Look at the entries below and reproduce them exactly.

Dataset excerpt:
------------------------------

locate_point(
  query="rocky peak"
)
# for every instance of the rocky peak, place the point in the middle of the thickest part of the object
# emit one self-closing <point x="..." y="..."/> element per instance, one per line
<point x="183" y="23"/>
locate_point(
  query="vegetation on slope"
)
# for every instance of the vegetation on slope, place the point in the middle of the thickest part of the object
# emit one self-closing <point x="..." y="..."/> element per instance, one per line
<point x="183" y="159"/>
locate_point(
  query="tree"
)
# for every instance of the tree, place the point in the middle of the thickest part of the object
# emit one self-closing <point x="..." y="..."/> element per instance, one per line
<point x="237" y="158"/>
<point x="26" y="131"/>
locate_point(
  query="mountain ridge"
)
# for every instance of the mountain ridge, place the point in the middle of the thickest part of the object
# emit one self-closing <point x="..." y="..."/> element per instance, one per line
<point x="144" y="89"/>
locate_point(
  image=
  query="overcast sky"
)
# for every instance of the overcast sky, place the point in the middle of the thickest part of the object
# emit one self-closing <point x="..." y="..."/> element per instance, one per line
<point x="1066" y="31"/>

------------------------------

[WRITTEN RESPONSE]
locate_point(
  query="rocky peak"
)
# for every instance of the rocky peak, place the point in the middle of the thickest part of the object
# emit one self-closing <point x="..." y="..."/> element per instance, one per line
<point x="183" y="23"/>
locate_point(
  query="vegetation on slope"
)
# for every instance of the vegetation on slope, place the point in the middle of the thickest part of the object
# emit one self-closing <point x="..." y="..."/> element per instance, one per line
<point x="183" y="159"/>
locate_point(
  query="tree"
)
# for every instance of the tree, place the point in the middle of the thickest part of the object
# emit one self-closing <point x="..." y="..."/> element per instance, one per line
<point x="237" y="158"/>
<point x="26" y="131"/>
locate_point(
  query="mountain ridge"
)
# for every instance of the mountain ridge, place the point in the middle of the thickest part of the object
# emit one self-closing <point x="..." y="..."/> element per instance, one per line
<point x="144" y="89"/>
locate_point(
  image=
  query="overcast sky"
)
# for every instance of the overcast sky, place the point in the middle of the thickest part of the object
# emit one self-closing <point x="..." y="..."/> element per instance, one per line
<point x="1066" y="31"/>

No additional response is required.